··· Study text ···
Isolation Drills: Erin Fox

Like the majority of you, all of us in the Philadelphia area are staying at home, learning to adapt to our “new normal.” MAGNET is checking in with local musicians to see how and what they’re doing during this unprecedented time. Photos by Chris Sikich.

Fox: I think like a lot of folks, my pandemic experience has been a series of ups and downs. It started on a downswing because my family was already going through a lot. The silver lining in this whole thing is the new perspective and, perhaps, the new opportunity for quiet introspection and reflection it brought once everything was completely on pause.

Prior to all of this, I was in a pattern of sort of skating and ignoring anything that I was facing internally by remaining constantly in motion—even if that motion was just inertia. I guess I subconsciously had this idea that if I kept myself constantly busy and exhausted, I never really had to face any of my demons when I was finally alone.
···
● **Tasks**:
A: Answer these questions about the Isolation Drills interview with Erin Fox:
(i) In which area are the people at MAGNET staying at home?
(ii) Who took the photos?
(iii) Before the pandemic, how did Fox avoid facing what was going on internally?
B: Continue the Isolation Drills interview with Erin Fox after its final sentence.
··· Data under study ···
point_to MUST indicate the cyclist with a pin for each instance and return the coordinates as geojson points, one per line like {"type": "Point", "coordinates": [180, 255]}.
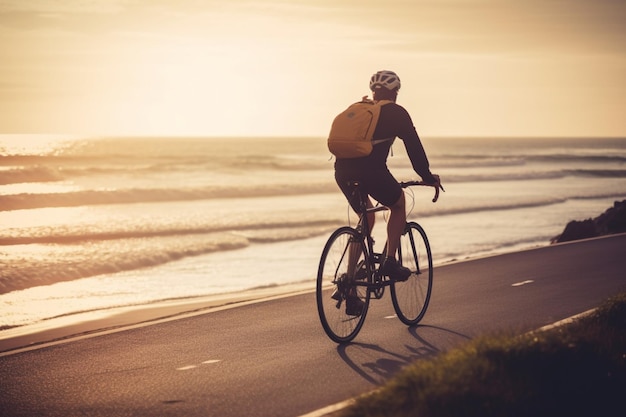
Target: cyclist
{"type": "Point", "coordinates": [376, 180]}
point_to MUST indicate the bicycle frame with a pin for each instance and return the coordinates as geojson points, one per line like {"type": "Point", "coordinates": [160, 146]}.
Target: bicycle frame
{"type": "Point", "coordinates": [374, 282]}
···
● **Answers to each task**:
A:
(i) The Philadelphia area.
(ii) Chris Sikich.
(iii) By remaining constantly in motion and keeping busy and exhausted.

B:
However, this time I was forced to sit with my own discomfort each day via the most intense of emotions and insecurities I have all because live music completely vanished for a while. It amplified my already extreme depression and just contributed to it a compound lack of motivation.

When winter was on its way out, I cleaned up the patio next to my house and created a little garden space. Nurturing plants took me outside of myself and helped bring me back to some level of emotional functionality.

I was also able to finally piece together enough decent equipment to be able to record music from my bedroom. It proved to be one of the most healing and rewarding experiences of my life. It ultimately led to the completion of my new album, Fuzzy Logic. Recording in a studio or traditional setting around other people has given me insufferable anxiety in the past. Being by myself throughout most of the process was therapeutic on an entirely new level.

My friends and my partner pitched in to help me find a way to keep our annual charity festival for the American Brain Tumor Association going: BrainFest. We held it virtually using Facebook Live and will do so again this year on May 30. All proceeds will benefit the ABTA.

I don’t believe it’s the fact that there’s a pandemic happening, in itself, that’s phased me, because I’m pretty used to things being relatively chaotic as a baseline. It’s the thing that has always kept me going being gone, at least temporarily; another reminder that everything can be temporary—how all the foundations in place for everyday life can suddenly disengage at any moment because of one ripple in the universe.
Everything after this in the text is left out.